───── CUPLIKAN DOKUMEN ─────
Penguatan koordinasi dengan otoritas terkait ikut dilakukan untuk menjaga kestabilan makro ekonomi dan memitigasi dampak virus corona dalam waktu dekat.

Direktur Departemen Kebijakan Ekonomi dan Moneter Bank Indonesia IGP Wira Kusuma mengatakan tekanan eksternal yang bervariasi saat ini menjadi tantangan baru bagi para pemangku kepentingan.

Menurut dia, kondisi ini membuat otoritas fiskal dan moneter harus mencari inovasi untuk menjaga kinerja konsumsi dan mengundang masuknya aliran modal agar perekonomian nasional tetap berdaya tahan.

"Kita menjaga konsumsi dengan menjaga daya beli maupun stabilitas internal. Untuk investasi ada omnibus law dan pengerjaan proyek infrastruktur. Ekspor yang terdampak juga memaksa adanya penguatan manufaktur," ujarnya.

Meski demikian, tambah Wira, ketidakpastian yang timbul dari penyebaran COVID-19 membuat bank sentral harus menurunkan proyeksi pertumbuhan ekonomi pada 2020 menjadi 5,0-5,4 persen dari sebelumnya 5,1-5,5 persen.
Presiden Joko Widodo (kanan) berbincang dengan Menko Perekonomian Airlangga Hartarto (tengah) dan Menteri Perdagangan Agus Suparmanto dalam pembukaan Rapat Kerja Kementerian Perdagangan Tahun 2020 di Istana Negara, Jakarta, Rabu (4/3/2020). Rapat kerja itu mengangkat tema Akselerasi Peningkatan Ekspor dan Penguatan Pasar Dalam Negeri Menuju Indonesia Maju. ANTARA FOTO/Sigid Kurniawan/wsj.
───── DAFTAR YANG DISEDIAKAN ─────
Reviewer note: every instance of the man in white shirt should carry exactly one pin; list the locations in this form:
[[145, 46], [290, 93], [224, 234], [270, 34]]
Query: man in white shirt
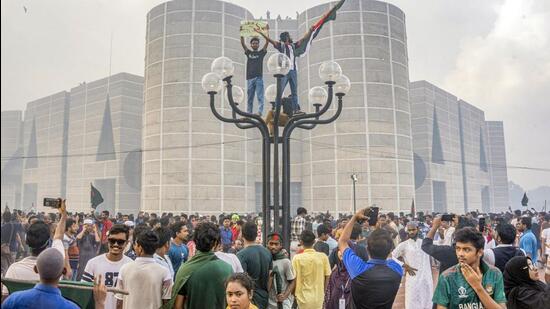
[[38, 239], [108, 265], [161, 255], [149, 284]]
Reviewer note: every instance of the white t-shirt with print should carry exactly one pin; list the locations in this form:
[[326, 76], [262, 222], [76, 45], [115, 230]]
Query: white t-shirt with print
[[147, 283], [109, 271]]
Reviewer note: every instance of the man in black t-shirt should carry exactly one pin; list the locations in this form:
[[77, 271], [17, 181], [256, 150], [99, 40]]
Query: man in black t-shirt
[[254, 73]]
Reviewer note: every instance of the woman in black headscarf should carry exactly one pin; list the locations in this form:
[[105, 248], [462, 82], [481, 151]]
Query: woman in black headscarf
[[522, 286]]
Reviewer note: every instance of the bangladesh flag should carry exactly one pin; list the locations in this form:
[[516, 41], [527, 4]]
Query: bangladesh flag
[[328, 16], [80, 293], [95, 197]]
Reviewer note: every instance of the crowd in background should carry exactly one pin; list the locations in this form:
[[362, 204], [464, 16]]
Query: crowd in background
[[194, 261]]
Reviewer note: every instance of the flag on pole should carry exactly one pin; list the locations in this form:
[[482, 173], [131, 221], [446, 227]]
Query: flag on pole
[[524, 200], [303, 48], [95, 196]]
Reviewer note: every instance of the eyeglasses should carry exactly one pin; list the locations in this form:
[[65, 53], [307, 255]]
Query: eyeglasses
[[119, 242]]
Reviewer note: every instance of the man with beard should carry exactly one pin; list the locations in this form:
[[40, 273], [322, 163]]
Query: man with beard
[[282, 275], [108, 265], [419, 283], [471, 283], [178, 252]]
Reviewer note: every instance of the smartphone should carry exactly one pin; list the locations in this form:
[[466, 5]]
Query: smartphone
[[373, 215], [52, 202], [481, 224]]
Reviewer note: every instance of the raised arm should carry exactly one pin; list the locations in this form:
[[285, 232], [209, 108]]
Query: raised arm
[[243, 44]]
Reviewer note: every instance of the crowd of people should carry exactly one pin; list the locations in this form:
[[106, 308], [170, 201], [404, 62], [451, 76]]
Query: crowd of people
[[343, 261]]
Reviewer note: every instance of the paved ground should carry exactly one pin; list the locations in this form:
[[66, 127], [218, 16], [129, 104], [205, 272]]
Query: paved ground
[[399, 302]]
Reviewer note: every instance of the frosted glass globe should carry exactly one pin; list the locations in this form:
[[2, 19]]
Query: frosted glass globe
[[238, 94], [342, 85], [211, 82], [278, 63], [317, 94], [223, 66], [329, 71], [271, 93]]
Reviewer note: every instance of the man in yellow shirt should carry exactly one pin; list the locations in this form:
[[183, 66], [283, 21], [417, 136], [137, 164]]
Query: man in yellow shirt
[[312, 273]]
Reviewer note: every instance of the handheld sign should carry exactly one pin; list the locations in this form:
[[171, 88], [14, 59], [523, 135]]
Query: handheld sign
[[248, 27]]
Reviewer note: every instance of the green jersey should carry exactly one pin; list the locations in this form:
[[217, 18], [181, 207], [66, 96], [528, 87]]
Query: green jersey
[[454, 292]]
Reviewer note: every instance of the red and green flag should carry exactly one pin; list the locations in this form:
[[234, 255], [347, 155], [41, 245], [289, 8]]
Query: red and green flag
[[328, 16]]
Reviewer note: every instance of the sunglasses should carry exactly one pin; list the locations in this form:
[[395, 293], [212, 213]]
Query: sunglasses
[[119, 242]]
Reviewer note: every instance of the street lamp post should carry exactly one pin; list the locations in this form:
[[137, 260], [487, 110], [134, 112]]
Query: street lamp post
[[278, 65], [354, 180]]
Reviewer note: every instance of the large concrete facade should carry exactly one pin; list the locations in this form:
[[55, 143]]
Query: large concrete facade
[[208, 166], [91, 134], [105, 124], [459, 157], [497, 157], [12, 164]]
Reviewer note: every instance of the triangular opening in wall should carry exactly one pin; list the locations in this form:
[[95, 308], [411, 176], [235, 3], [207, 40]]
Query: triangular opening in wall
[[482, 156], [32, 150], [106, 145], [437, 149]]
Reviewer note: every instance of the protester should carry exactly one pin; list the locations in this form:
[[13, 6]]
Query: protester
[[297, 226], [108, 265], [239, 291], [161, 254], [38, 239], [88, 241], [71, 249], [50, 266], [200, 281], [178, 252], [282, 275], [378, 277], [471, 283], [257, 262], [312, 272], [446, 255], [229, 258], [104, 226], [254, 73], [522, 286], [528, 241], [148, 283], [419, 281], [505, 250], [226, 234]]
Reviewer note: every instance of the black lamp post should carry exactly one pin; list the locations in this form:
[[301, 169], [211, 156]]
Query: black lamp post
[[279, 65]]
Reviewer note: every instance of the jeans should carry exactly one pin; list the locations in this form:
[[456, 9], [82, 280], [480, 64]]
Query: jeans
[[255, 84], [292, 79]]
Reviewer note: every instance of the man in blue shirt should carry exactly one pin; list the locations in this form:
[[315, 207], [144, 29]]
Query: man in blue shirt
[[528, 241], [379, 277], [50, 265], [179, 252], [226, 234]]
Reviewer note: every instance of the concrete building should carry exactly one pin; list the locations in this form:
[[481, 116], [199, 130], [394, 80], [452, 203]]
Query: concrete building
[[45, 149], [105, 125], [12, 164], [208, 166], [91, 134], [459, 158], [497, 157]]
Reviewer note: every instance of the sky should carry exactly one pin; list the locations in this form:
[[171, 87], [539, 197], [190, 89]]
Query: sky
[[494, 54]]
─────
§ **TUJUAN LATIHAN**
Lanjutkan teks berita tentang langkah Bank Indonesia menghadapi dampak COVID-19 terhadap perekonomian, mulai setelah kalimat terakhir yang ditampilkan.

§ **HASIL LATIHAN**
Jaga pertumbuhan

Mencari secercah cahaya dalam kondisi yang sulit seperti ini tidak mudah dilakukan, namun sikap yang optimistis harus terus diupayakan agar keyakinan pelaku pasar terhadap Indonesia tidak menghilang.

Oleh karena itu, upaya pemerintah berkoordinasi dengan Bank Indonesia maupun Otoritas Jasa Keuangan dalam memperkuat ketahanan ekonomi harus terus dilakukan, tidak hanya ketika badai krisis tiba.

Kepala Ekonom PT Bank Permata Josua Pardede mengatakan sinergi menyeluruh dari otoritas fiskal dan moneter maupun reformasi struktural secara berkelanjutan juga dapat membuat target pertumbuhan ekonomi tercapai.

"Kalau itu berjalan beriringan dan bersinergi, pertumbuhan enam persen juga bisa tercapai," kata Josua.

Josua mengatakan penguatan sisi fiskal melalui penyerapan belanja infrastruktur maupun bantuan sosial yang didukung stabilisasi laju inflasi bisa membantu kinerja konsumsi dalam negeri.

Menurut dia, kinerja fiskal itu perlu didukung oleh kebijakan moneter, salah satunya melalui penurunan suku bunga acuan, yang sudah dilakukan oleh bank sentral.

"Transmisi suku bunga bisa memberikan stimulus, jadi seharusnya orang mulai konsumsi, termasuk kepada korporasi, karena biaya untuk ekspansi menjadi lebih murah," ujarnya.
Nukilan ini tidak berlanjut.